*TASK OBJECTIVE*
Your task is to copy every record exactly.

EXERCISE INPUT Start Marker

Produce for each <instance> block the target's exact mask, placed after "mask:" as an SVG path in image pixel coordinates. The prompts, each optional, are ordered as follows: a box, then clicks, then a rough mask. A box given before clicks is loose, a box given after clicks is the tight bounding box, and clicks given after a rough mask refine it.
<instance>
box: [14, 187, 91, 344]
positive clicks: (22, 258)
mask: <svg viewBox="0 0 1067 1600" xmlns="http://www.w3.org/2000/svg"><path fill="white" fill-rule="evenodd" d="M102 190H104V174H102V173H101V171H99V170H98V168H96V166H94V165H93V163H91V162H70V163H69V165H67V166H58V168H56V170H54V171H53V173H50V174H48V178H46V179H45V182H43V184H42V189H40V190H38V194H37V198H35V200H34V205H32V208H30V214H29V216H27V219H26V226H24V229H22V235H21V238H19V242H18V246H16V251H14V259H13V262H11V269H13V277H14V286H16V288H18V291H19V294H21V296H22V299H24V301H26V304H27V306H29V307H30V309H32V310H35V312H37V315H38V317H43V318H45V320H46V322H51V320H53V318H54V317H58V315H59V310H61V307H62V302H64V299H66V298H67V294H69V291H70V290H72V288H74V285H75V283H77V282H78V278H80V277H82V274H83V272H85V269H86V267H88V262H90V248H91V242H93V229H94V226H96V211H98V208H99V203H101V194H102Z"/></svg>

EXERCISE INPUT End Marker

*EXERCISE RESULT*
Produce for each <instance> block the target's exact mask, placed after "mask:" as an SVG path in image pixel coordinates. The prompts, each optional, are ordered as follows: a box, then clicks, then a rough mask. A box given before clicks is loose, a box given after clicks is the tight bounding box, and clicks given after a rough mask refine it.
<instance>
box: [14, 187, 91, 344]
positive clicks: (22, 258)
mask: <svg viewBox="0 0 1067 1600" xmlns="http://www.w3.org/2000/svg"><path fill="white" fill-rule="evenodd" d="M102 190H104V174H102V173H101V171H99V170H98V168H96V166H94V165H93V163H91V162H70V163H69V165H67V166H58V168H56V170H54V171H53V173H50V174H48V178H46V179H45V182H43V184H42V189H40V190H38V194H37V198H35V200H34V205H32V208H30V214H29V216H27V219H26V226H24V229H22V235H21V238H19V242H18V246H16V251H14V259H13V262H11V269H13V277H14V286H16V288H18V291H19V294H21V296H22V299H24V301H26V304H27V306H29V307H30V309H32V310H35V312H37V315H38V317H43V318H45V320H46V322H51V320H53V318H54V317H58V315H59V310H61V307H62V302H64V299H66V298H67V294H69V291H70V290H72V288H74V285H75V283H77V282H78V278H80V277H82V274H83V272H85V269H86V267H88V262H90V248H91V242H93V229H94V226H96V211H98V208H99V203H101V194H102Z"/></svg>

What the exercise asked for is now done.